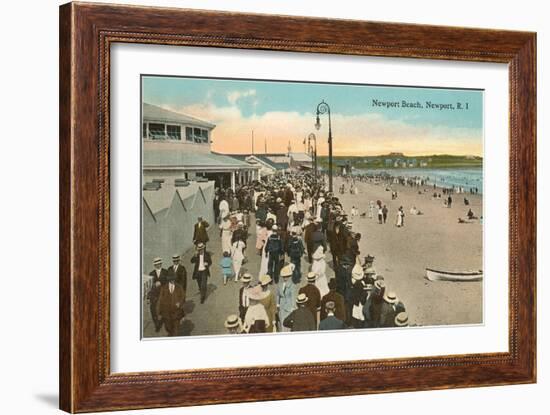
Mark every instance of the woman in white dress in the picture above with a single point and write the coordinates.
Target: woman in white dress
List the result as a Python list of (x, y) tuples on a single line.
[(237, 256), (399, 220), (319, 267), (256, 312), (224, 209), (226, 233), (265, 256)]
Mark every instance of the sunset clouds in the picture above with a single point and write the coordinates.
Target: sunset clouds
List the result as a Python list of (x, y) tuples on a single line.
[(283, 112), (361, 134)]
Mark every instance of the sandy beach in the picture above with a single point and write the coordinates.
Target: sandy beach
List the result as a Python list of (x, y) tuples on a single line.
[(434, 239)]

**********

→ AIM OF THE EXERCISE
Copy out word for word the part of the listing that opens with the line containing "Mark every instance of the sandy" and closes with the end of the listing.

→ THE ANSWER
Mark every instance of the sandy beach in the picture above with a single point and write the coordinates.
Target: sandy beach
List the result as a Python list of (x, y) tuples on a single line.
[(434, 239)]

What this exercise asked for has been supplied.